**WHAT YOU NEED TO DO:** Lay out every line of the listing below as a numbered list, omitting any blank lines.

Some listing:
==============================
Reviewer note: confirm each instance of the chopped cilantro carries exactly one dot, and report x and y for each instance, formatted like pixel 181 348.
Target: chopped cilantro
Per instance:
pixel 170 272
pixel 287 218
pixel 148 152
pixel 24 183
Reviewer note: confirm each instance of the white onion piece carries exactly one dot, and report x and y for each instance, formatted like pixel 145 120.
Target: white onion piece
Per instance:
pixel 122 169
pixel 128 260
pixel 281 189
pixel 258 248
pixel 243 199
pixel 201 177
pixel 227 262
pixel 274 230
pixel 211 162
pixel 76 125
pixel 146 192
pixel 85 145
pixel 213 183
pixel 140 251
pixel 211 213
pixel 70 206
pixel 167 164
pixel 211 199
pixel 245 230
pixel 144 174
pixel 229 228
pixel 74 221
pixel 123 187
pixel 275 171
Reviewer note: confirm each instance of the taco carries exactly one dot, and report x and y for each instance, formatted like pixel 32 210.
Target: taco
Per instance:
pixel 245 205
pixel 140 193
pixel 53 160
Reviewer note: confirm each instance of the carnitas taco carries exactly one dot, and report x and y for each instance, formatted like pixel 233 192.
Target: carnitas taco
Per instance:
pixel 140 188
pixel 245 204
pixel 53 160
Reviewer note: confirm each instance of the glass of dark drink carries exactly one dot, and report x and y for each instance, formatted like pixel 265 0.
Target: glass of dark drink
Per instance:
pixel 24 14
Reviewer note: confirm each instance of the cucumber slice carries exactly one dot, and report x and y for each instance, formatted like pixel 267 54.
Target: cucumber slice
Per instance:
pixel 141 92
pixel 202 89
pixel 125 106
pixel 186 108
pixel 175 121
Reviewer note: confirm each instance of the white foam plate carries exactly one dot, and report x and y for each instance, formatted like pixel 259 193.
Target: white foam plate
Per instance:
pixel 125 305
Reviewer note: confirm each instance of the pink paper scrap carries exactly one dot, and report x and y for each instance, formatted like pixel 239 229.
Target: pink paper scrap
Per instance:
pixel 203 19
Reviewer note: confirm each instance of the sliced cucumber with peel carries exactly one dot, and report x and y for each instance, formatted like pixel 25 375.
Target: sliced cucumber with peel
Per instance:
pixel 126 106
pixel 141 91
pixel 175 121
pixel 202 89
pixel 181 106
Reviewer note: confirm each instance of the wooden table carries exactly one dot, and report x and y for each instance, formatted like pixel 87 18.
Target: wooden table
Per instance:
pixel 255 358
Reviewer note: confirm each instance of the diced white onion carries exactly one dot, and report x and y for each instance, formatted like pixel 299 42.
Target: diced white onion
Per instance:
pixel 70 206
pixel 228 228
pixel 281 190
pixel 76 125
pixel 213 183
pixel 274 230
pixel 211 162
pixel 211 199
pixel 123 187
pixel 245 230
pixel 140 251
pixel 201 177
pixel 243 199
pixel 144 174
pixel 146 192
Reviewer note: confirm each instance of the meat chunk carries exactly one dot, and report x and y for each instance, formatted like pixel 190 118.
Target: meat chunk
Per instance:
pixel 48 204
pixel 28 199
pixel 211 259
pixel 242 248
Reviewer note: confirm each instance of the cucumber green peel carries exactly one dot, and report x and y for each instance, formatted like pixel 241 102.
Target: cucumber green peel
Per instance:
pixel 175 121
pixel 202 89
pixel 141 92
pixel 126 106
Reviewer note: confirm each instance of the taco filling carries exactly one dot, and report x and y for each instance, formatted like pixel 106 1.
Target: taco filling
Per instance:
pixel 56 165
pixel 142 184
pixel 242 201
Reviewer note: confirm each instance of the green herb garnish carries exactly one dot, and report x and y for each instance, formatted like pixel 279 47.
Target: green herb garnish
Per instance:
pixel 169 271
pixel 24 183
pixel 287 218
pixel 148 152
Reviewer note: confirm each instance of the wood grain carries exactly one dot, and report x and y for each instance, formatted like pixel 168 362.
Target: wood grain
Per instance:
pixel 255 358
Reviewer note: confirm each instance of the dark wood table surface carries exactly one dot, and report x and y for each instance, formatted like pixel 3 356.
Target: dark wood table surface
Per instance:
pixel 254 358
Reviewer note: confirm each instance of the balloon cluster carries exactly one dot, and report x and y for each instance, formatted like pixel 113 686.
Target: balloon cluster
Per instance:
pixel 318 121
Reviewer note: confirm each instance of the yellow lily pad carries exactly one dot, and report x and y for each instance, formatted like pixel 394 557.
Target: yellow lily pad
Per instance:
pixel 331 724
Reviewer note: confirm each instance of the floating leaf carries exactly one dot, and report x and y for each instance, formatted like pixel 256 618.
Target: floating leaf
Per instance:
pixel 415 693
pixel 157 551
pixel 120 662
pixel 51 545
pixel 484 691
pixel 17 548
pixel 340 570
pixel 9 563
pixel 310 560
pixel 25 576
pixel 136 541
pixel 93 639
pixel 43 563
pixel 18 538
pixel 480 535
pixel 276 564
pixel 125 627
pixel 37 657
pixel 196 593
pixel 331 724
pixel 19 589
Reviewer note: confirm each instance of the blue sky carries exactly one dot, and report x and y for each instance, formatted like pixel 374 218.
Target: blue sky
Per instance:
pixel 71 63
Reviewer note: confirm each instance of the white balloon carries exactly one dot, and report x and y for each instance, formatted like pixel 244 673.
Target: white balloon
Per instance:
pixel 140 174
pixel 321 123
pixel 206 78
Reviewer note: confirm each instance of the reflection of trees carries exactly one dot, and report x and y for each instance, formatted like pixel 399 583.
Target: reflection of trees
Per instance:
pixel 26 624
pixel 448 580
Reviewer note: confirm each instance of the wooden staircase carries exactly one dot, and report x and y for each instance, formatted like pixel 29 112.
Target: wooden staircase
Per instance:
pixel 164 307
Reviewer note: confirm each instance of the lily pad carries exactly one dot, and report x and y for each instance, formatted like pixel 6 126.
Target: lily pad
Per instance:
==============================
**WRITTEN ANSWER:**
1. Reviewer note: confirm each instance of the chopped cilantro carries exactly one dot, and report x and y for each instance, formatted like pixel 181 348.
2. Target: chopped cilantro
3. Per instance:
4. pixel 170 272
5. pixel 287 218
6. pixel 148 152
7. pixel 24 183
8. Reviewer note: confirm each instance of the white onion piece carries exactly one dot, and report x and y for each instance, formatted like pixel 145 120.
9. Target: white onion piece
10. Per instance:
11. pixel 122 169
12. pixel 128 260
13. pixel 281 189
14. pixel 258 248
15. pixel 243 199
16. pixel 201 177
17. pixel 227 262
18. pixel 274 230
19. pixel 211 162
20. pixel 76 125
21. pixel 146 192
22. pixel 85 145
23. pixel 213 183
24. pixel 140 251
25. pixel 211 213
26. pixel 70 206
27. pixel 167 164
28. pixel 211 199
29. pixel 245 230
30. pixel 144 174
31. pixel 229 228
32. pixel 74 221
33. pixel 123 187
34. pixel 275 171
35. Reviewer note: confirm each instance of the taco carries exactly one dot, and report x and y for each instance, formatted like pixel 32 210.
36. Target: taco
37. Per instance:
38. pixel 245 205
39. pixel 140 193
40. pixel 53 160
41. Reviewer note: confirm each instance of the carnitas taco carries exactly one dot, and report x and y for each instance, formatted like pixel 233 192.
42. Target: carnitas taco
43. Per instance:
44. pixel 140 188
45. pixel 245 204
46. pixel 53 160
47. Reviewer note: confirm each instance of the glass of dark drink carries exactly one dot, and report x and y for each instance, formatted like pixel 265 0.
48. Target: glass of dark drink
49. Per instance:
50. pixel 24 14
51. Reviewer note: confirm each instance of the cucumber slice carries exactly one dot, and report x and y for each instance, formatted like pixel 267 54.
52. Target: cucumber slice
53. Per instance:
54. pixel 141 92
55. pixel 202 89
56. pixel 125 106
57. pixel 186 108
58. pixel 175 121
59. Reviewer note: confirm each instance of the white foam plate carries exactly one dot, and report x and y for each instance, formatted like pixel 259 193.
60. Target: white foam plate
61. Per instance:
62. pixel 125 305
63. Reviewer note: confirm each instance of the pink paper scrap carries exactly one dot, and report x and y for each instance, formatted like pixel 239 229.
64. Target: pink paper scrap
65. Per instance:
66. pixel 203 19
67. Reviewer note: confirm each instance of the sliced cucumber with peel carries exactly one dot, and report x and y for each instance, formatted like pixel 25 375.
68. Target: sliced cucumber with peel
69. Per instance:
70. pixel 126 106
71. pixel 141 91
72. pixel 175 121
73. pixel 202 89
74. pixel 181 106
75. Reviewer note: confirm each instance of the wooden table carries exactly one dot, and report x and y for each instance, formatted like pixel 87 18.
76. Target: wooden table
77. Per instance:
78. pixel 255 358
79. Reviewer note: confirm each instance of the diced white onion carries exactly one dot, and report x and y for each instance, formatted like pixel 299 42.
80. Target: diced white onion
81. Per instance:
82. pixel 70 206
83. pixel 228 228
84. pixel 281 190
85. pixel 76 125
86. pixel 213 183
87. pixel 274 230
88. pixel 211 162
89. pixel 211 199
90. pixel 123 187
91. pixel 245 230
92. pixel 140 251
93. pixel 201 177
94. pixel 243 199
95. pixel 144 174
96. pixel 146 192
97. Reviewer note: confirm each instance of the meat chunk carries exactly one dot, and report x and y for each instance, formatted like pixel 190 118.
98. Target: meat chunk
99. Per instance:
100. pixel 48 204
101. pixel 28 199
102. pixel 211 259
103. pixel 242 248
104. Reviewer note: confirm each instance of the cucumber green peel carries exactly one dot, and report x and y for each instance, formatted like pixel 241 102.
105. Target: cucumber green peel
106. Per instance:
107. pixel 175 121
108. pixel 202 89
109. pixel 141 92
110. pixel 126 106
111. Reviewer note: confirm each instance of the taco filling carries exactly one dot, and report x and y for each instance, formatted like pixel 106 1.
112. Target: taco filling
113. Per instance:
114. pixel 56 165
115. pixel 142 184
116. pixel 242 201
117. Reviewer note: confirm each instance of the green herb garnish carries exactly one dot, and report x and y for each instance, formatted like pixel 279 47.
118. Target: green herb garnish
119. Per instance:
120. pixel 169 271
121. pixel 24 183
122. pixel 287 218
123. pixel 148 152
124. Reviewer note: confirm each instance of the wood grain carries exactly one dot, and report x and y for each instance, formatted like pixel 168 362.
125. Target: wood grain
126. Per instance:
127. pixel 255 358
128. Reviewer note: confirm each instance of the dark wood table surface carries exactly one dot, and report x and y for each instance, formatted like pixel 3 356.
129. Target: dark wood table surface
130. Per instance:
131. pixel 254 358
132. Reviewer note: confirm each instance of the balloon cluster carries exactly one dot, and report x and y for each instance, formatted like pixel 113 686.
133. Target: balloon cluster
134. Per instance:
135. pixel 318 121
136. Reviewer note: confirm each instance of the yellow lily pad carries exactly one dot, and report x and y for each instance, formatted like pixel 394 557.
137. Target: yellow lily pad
138. Per instance:
139. pixel 331 724
140. Reviewer note: confirm each instance of the floating leaf carries exactly one dot, and report x and y for each instance, formatted like pixel 256 618.
141. Target: floating leaf
142. Per instance:
143. pixel 415 693
144. pixel 157 551
145. pixel 120 662
146. pixel 51 545
147. pixel 484 691
148. pixel 17 548
149. pixel 340 570
150. pixel 9 563
151. pixel 310 560
152. pixel 25 576
153. pixel 136 541
154. pixel 93 639
155. pixel 43 563
156. pixel 18 538
157. pixel 480 535
158. pixel 276 564
159. pixel 125 627
160. pixel 37 657
161. pixel 196 593
162. pixel 331 724
163. pixel 19 589
164. Reviewer note: confirm each instance of the blue sky carries exactly one dot, and report x and y for each instance, formatted like pixel 374 218.
165. Target: blue sky
166. Per instance:
167. pixel 71 63
168. Reviewer note: confirm each instance of the white balloon carries exactly one dot, and report x and y for each instance, formatted like pixel 244 673.
169. Target: white balloon
170. Per instance:
171. pixel 140 174
172. pixel 321 123
173. pixel 206 78
174. Reviewer note: confirm each instance of the reflection of trees carries exactly one dot, and report x and y for each instance, formatted like pixel 399 583.
175. Target: reflection of trees
176. Per instance:
177. pixel 26 624
178. pixel 448 580
179. Reviewer note: confirm each instance of the wooden staircase carries exactly one dot, and report x and y for each instance, formatted like pixel 29 112.
180. Target: wooden staircase
181. Per instance:
182. pixel 164 307
183. Reviewer note: confirm each instance of the lily pad carries exactly one dot, and report x and y for each instance, formatted like pixel 6 126.
184. Target: lily pad
185. Per instance:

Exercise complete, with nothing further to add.